Testo di partenza |
★ ★ ★ ★ ★
Ho rivisto con infinito piacere, pochi giorni fa, un programma televisivo, registrato dalla Rai, mostrante una performance di direzione ed interpretazione della Quinta e Settima sinfonia di Beethoven eseguita dal Maestro Ezio Bosso, recentemente scomparso.
Uno spettacolo indimenticabile sul piano artistico, non meno che su quello umano.
Bosso ha spiegato approfonditamente, con importanti collegamenti storici, la nascita delle due composizioni: la prima, che il Maestro avrebbe voluto inizialmente dedicare a Napoleone Bonaparte, sul quale modificò ben presto giudizio, definendolo un sanguinario, fu eseguita in pubblico nel dicembre del 1808, ma non fu molto apprezzata a causa del freddo intenso presente nel teatro e per la sua lunghezza; la seconda fu eseguita per la prima volta nel 1813 nell’Aula Magna dell’Università di Vienna, quando già l’udito del Compositore era fortemente compromesso, e fu così commentata da Richard Wagner: «La sinfonia è l'apoteosi della danza: è la danza nella sua suprema essenza, la più beata attuazione del movimento del corpo quasi idealmente concentrato nei suoni. Beethoven nelle sue opere ha portato nella musica il corpo, attuando la fusione tra corpo e mente».
Ha poi fatto ascoltare singolarmente le entrate di alcuni strumenti, descrivendoli nei particolari tecnici, come il controfagotto, l’ottavino, il flauto trasverso ed altri, prima di reinserirli nella composizione sinfonica, in modo che tutti potessimo ascoltarne la singolarità e distinguerne il suono.
Ed infine ha fatto eseguire all’orchestra le intere opere, dando loro una vivacità ed una chiarezza musicale e comprensiva mai ascoltata prima: direi modernizzate ed attualizzate, capaci di coinvolgere i sensi e l’animo in indescrivibili elevati connubi.
★ ★ ★ ★ ★
Elenco fornito |
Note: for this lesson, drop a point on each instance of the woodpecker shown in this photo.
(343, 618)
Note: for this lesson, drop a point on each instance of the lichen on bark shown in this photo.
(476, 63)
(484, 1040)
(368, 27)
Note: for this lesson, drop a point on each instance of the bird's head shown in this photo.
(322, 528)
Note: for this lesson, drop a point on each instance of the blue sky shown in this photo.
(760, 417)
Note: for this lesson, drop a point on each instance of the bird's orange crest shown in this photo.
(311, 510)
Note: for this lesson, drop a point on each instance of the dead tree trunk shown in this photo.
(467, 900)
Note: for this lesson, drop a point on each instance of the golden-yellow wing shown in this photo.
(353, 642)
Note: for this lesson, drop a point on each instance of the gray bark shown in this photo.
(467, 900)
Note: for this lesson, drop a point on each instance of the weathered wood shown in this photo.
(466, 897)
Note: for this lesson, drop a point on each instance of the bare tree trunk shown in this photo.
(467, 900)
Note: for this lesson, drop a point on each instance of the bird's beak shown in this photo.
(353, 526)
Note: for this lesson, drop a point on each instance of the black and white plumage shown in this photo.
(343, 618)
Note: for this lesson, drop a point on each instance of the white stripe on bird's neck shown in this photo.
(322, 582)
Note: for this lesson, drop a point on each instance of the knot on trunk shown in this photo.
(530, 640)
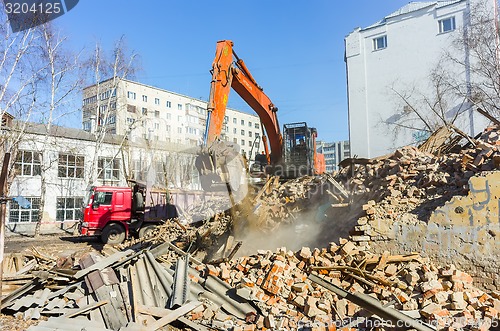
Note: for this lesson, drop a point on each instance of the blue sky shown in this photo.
(295, 49)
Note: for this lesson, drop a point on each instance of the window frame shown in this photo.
(31, 212)
(106, 173)
(21, 163)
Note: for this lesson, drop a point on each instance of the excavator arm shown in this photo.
(226, 74)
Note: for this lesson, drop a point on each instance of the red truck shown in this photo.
(115, 213)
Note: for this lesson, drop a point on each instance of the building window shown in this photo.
(108, 169)
(18, 214)
(69, 209)
(380, 43)
(28, 163)
(447, 24)
(70, 166)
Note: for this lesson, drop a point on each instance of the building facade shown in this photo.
(137, 110)
(68, 161)
(388, 67)
(334, 153)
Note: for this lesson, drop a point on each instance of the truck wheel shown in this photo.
(146, 230)
(113, 234)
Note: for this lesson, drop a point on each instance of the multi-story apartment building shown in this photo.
(394, 58)
(137, 110)
(334, 153)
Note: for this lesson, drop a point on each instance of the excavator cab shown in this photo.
(298, 150)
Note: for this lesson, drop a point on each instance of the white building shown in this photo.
(334, 153)
(137, 110)
(396, 56)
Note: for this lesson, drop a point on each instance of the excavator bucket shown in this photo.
(221, 168)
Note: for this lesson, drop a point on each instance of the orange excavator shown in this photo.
(288, 155)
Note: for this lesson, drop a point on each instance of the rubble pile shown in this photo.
(138, 289)
(281, 203)
(409, 184)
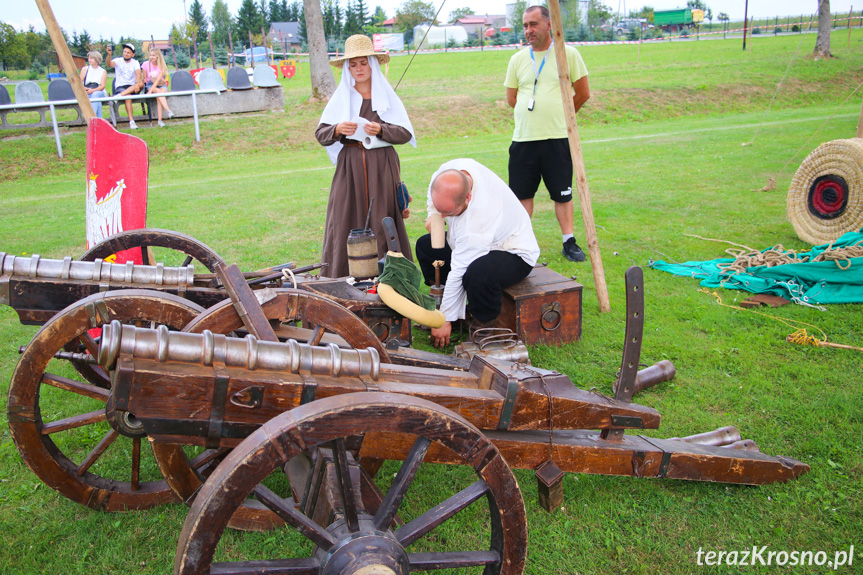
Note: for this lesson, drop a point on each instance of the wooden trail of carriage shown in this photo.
(267, 406)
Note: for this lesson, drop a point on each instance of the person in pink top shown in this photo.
(155, 74)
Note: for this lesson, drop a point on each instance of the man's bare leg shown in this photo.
(564, 214)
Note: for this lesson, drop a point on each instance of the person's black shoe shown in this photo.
(572, 252)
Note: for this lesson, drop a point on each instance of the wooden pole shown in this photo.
(173, 54)
(65, 57)
(860, 124)
(195, 46)
(231, 44)
(266, 45)
(577, 159)
(251, 51)
(212, 52)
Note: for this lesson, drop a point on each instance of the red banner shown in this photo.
(117, 166)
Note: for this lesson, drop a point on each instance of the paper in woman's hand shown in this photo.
(368, 142)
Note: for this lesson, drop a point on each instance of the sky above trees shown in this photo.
(109, 18)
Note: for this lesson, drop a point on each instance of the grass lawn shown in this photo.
(663, 140)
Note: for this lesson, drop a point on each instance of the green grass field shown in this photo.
(663, 140)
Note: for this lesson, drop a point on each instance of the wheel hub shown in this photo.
(369, 551)
(828, 197)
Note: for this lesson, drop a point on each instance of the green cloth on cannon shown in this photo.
(404, 277)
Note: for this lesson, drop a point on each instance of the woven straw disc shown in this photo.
(826, 195)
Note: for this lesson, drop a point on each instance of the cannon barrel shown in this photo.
(249, 353)
(99, 271)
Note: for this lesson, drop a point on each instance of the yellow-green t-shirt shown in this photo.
(546, 121)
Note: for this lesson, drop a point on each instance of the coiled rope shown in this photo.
(800, 336)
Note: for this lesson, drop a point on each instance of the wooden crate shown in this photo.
(545, 307)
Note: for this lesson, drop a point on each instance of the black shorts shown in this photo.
(546, 159)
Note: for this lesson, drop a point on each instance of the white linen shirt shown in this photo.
(124, 72)
(494, 220)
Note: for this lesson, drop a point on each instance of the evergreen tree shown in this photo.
(338, 18)
(265, 16)
(293, 12)
(304, 33)
(362, 14)
(275, 11)
(353, 25)
(379, 16)
(248, 20)
(222, 22)
(198, 16)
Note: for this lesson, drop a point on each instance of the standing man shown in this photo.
(127, 77)
(489, 244)
(540, 148)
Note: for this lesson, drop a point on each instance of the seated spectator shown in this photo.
(94, 77)
(155, 71)
(127, 78)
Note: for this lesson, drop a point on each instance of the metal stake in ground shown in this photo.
(66, 60)
(577, 159)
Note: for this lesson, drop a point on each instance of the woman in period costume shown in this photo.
(362, 174)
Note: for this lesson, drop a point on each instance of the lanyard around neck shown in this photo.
(536, 72)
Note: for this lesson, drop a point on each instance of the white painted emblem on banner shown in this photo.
(104, 217)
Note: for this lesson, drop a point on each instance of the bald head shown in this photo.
(450, 192)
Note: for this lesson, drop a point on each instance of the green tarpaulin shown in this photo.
(808, 283)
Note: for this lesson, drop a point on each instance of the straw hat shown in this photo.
(357, 46)
(825, 200)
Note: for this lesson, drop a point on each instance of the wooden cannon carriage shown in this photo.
(262, 431)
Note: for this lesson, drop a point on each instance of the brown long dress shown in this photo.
(350, 195)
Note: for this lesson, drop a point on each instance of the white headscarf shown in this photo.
(345, 103)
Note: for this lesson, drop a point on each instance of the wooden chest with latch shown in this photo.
(545, 307)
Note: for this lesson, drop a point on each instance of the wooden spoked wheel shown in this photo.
(58, 419)
(179, 250)
(185, 475)
(188, 247)
(356, 540)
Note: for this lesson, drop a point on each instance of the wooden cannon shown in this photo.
(292, 433)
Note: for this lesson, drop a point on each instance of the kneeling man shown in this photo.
(489, 243)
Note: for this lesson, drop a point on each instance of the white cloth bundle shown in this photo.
(345, 103)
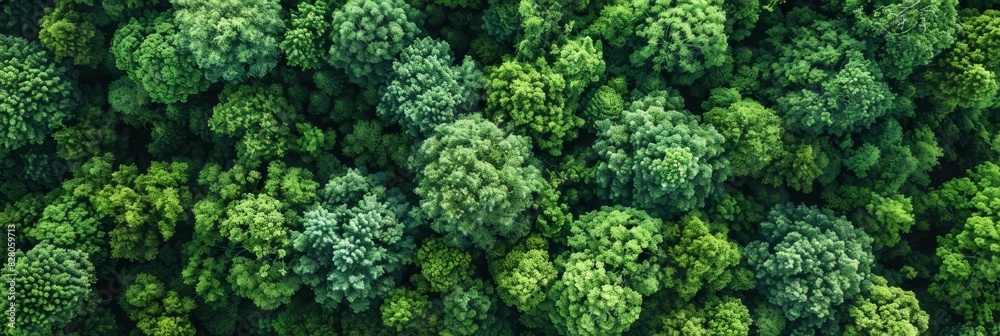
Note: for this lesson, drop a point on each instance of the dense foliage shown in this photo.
(500, 167)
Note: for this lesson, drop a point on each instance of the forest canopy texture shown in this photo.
(500, 167)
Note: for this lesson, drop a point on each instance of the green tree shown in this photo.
(612, 263)
(371, 145)
(591, 300)
(145, 208)
(965, 75)
(72, 223)
(698, 258)
(718, 316)
(683, 37)
(305, 44)
(260, 116)
(426, 90)
(53, 288)
(810, 263)
(38, 94)
(887, 310)
(150, 52)
(156, 309)
(658, 159)
(231, 40)
(243, 234)
(72, 30)
(354, 242)
(530, 99)
(367, 36)
(752, 132)
(443, 266)
(909, 34)
(819, 78)
(475, 183)
(525, 274)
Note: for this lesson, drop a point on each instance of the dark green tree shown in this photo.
(231, 40)
(475, 183)
(355, 241)
(38, 94)
(426, 90)
(810, 264)
(149, 50)
(367, 36)
(659, 159)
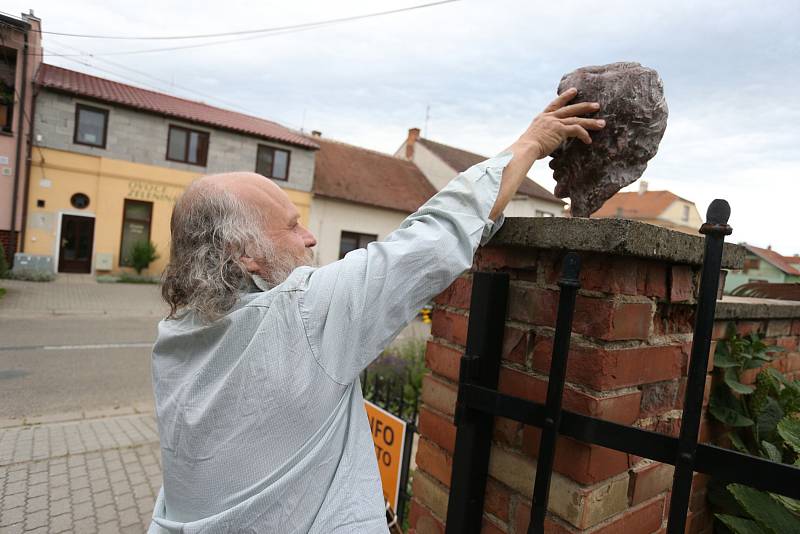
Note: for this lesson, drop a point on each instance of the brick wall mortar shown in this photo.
★ ★ ★ ★ ★
Cosa fare |
Secondo il testo di partenza, in quale luogo fu eseguita per la prima volta la Settima sinfonia di Beethoven?

Risultato |
Nell'Aula Magna dell'Università di Vienna.